> _YOUR INSTRUCTIONS_
Rewrite the following items as a JSON list of strings, one string per line, with blank lines left out and the pictures omitted.

> _GIVEN DATA_
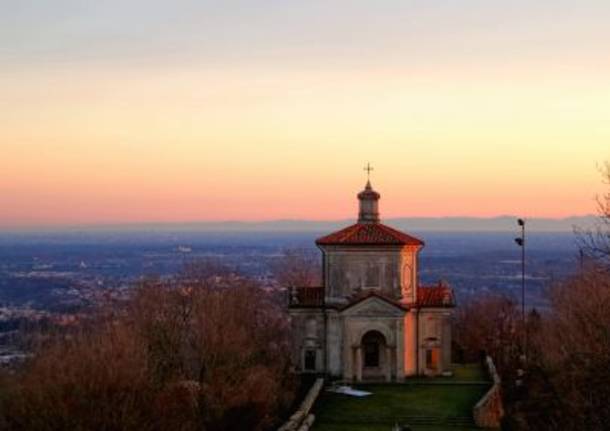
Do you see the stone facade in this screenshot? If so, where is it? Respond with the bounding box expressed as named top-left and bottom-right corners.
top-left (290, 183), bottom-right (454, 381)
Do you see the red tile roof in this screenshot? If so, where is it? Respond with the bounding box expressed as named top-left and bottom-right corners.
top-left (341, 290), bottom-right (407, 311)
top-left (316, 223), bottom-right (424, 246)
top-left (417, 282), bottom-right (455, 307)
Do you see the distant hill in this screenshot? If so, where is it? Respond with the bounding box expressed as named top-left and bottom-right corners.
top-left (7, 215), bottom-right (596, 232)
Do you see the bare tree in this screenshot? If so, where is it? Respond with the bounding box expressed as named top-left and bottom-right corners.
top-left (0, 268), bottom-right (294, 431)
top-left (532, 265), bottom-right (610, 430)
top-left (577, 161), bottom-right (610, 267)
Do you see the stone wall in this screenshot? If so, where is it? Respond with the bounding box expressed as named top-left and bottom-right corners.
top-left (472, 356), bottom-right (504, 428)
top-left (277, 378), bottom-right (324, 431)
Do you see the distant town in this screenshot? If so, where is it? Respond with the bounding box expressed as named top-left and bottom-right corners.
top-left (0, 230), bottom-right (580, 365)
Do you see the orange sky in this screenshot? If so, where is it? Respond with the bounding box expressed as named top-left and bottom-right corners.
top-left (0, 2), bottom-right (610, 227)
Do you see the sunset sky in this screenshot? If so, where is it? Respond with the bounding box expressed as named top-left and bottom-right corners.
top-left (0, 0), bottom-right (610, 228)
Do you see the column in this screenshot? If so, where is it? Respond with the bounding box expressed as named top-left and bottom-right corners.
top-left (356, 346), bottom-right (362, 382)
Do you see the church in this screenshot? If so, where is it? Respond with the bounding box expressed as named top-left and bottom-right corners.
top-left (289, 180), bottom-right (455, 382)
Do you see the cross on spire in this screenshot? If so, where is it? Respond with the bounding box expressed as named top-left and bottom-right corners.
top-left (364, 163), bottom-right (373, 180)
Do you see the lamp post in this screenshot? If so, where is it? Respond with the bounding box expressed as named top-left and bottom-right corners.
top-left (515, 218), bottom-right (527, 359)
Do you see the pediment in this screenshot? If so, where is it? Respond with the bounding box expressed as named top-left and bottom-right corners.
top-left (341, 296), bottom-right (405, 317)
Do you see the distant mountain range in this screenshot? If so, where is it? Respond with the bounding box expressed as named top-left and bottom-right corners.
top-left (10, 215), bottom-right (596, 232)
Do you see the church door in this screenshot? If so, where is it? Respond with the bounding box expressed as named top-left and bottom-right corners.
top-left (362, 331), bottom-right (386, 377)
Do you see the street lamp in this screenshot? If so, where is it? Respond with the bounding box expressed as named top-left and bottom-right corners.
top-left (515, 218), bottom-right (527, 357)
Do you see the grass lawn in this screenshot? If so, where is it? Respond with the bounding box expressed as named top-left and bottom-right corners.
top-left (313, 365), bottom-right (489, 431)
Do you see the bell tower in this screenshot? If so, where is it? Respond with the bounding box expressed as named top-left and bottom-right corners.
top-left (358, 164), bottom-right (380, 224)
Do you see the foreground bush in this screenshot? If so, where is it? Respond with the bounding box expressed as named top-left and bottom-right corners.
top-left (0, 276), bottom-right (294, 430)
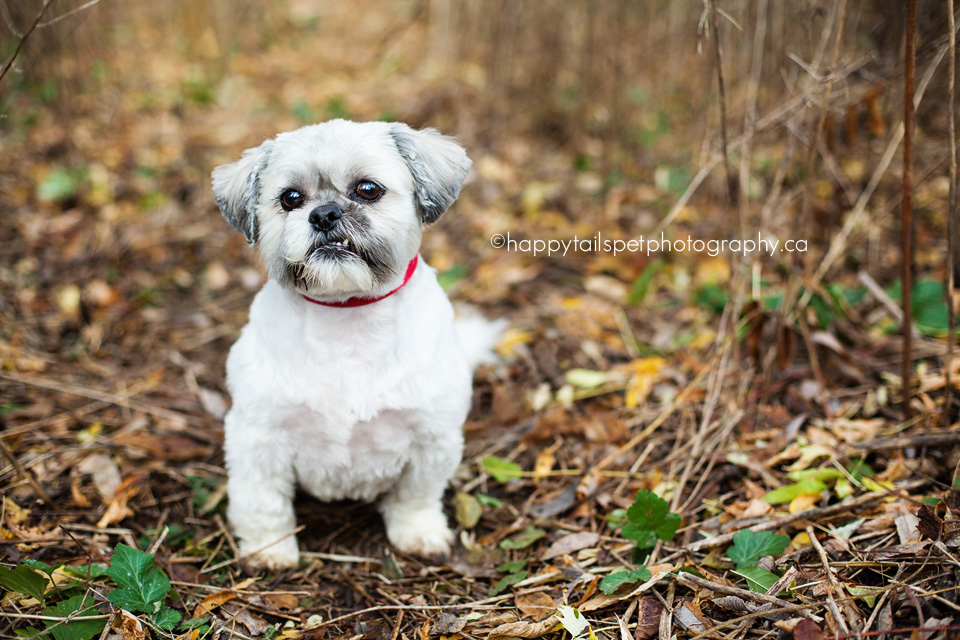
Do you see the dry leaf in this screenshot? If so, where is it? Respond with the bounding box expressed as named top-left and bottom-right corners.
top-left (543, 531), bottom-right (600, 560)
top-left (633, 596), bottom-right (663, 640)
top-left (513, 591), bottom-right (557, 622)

> _OUTPUT BELOW_
[
  "Do you see the stone facade in this screenshot? If so, where is it? Respond with the bounding box expressed as named top-left and bottom-right corners.",
  "top-left (290, 183), bottom-right (454, 381)",
  "Do you see the red tile roof in this screenshot? If so, where is it? Respond with the bounding box expressed as named top-left and bottom-right corners.",
  "top-left (341, 290), bottom-right (407, 311)",
  "top-left (316, 223), bottom-right (424, 246)",
  "top-left (417, 282), bottom-right (455, 307)",
  "Do you see the distant hill in this screenshot? If so, where is it? Respond with the bounding box expressed as named top-left and bottom-right corners.",
  "top-left (7, 215), bottom-right (596, 232)",
  "Do you see the bare tree in this screenshot? If so, where is it? Respond with the bounding box expressed as named top-left and bottom-right corners.",
  "top-left (0, 268), bottom-right (294, 431)",
  "top-left (532, 265), bottom-right (610, 430)",
  "top-left (577, 161), bottom-right (610, 267)",
  "Do you see the stone wall in this screenshot? If so, where is it? Respond with the bounding box expressed as named top-left and bottom-right corners.",
  "top-left (472, 356), bottom-right (504, 428)",
  "top-left (277, 378), bottom-right (324, 431)",
  "Do you see the distant town in this screenshot? If so, where is it? Respond with the bounding box expressed as named top-left and bottom-right corners.",
  "top-left (0, 230), bottom-right (580, 365)",
  "Do you see the orange sky in this screenshot? If so, where is it? Respond with the bounding box expressed as named top-left and bottom-right corners.",
  "top-left (0, 2), bottom-right (610, 227)",
  "Do you see the sunset sky in this screenshot? If so, where is it? Respond with the bounding box expressed as named top-left and bottom-right corners.",
  "top-left (0, 0), bottom-right (610, 228)",
  "Do you see the column in this screenshot? If so, where is it? Respond with the bounding box expressed as named top-left and bottom-right corners.",
  "top-left (356, 346), bottom-right (362, 382)",
  "Do you see the church in this screenshot? If so, where is it? Respond with the bounding box expressed as named top-left and bottom-right corners.",
  "top-left (289, 180), bottom-right (455, 382)",
  "Do you see the cross on spire in this screenshot? If so, where is it? Respond with the bounding box expressed as named top-left and bottom-right corners.",
  "top-left (364, 163), bottom-right (373, 180)",
  "Do you see the lamp post in this screenshot? If so, where is it? Respond with the bounding box expressed as named top-left and bottom-right corners.",
  "top-left (515, 218), bottom-right (527, 359)",
  "Do you see the pediment in this screenshot? If so, where is it? Respond with the bounding box expressed as named top-left and bottom-right corners.",
  "top-left (341, 296), bottom-right (405, 317)",
  "Do you see the distant mountain range in this screenshot? If so, where is it? Respond with the bounding box expressed as named top-left and bottom-right corners.",
  "top-left (10, 215), bottom-right (596, 232)",
  "Do you see the church door in this screenshot? If so, where is it? Respond with the bounding box expressed as named top-left and bottom-right corners.",
  "top-left (362, 331), bottom-right (386, 377)",
  "Do you see the street lamp in this screenshot? If so, where is it? Respond with the bounding box expressed as named top-left and bottom-right corners.",
  "top-left (515, 218), bottom-right (527, 357)",
  "Do you see the grass lawn in this screenshot? If so, where is it? Respond with the bounding box expressed as named top-left and bottom-right corners.",
  "top-left (313, 365), bottom-right (489, 431)",
  "Do you see the bell tower in this screenshot? If so, where is it? Respond with the bounding box expressed as named top-left and bottom-right corners.",
  "top-left (358, 164), bottom-right (380, 224)",
  "Do you see the foreground bush in this screenshot? If so, where is it? Respond with the bounding box expressed as named top-left and bottom-right corners.",
  "top-left (0, 276), bottom-right (294, 430)",
  "Do you see the dry leaf in this screenshot? If so, where is it? Respond with the bounding box expressed as named top-left and bottom-right corners.",
  "top-left (543, 531), bottom-right (600, 560)",
  "top-left (633, 596), bottom-right (663, 640)",
  "top-left (513, 591), bottom-right (557, 622)"
]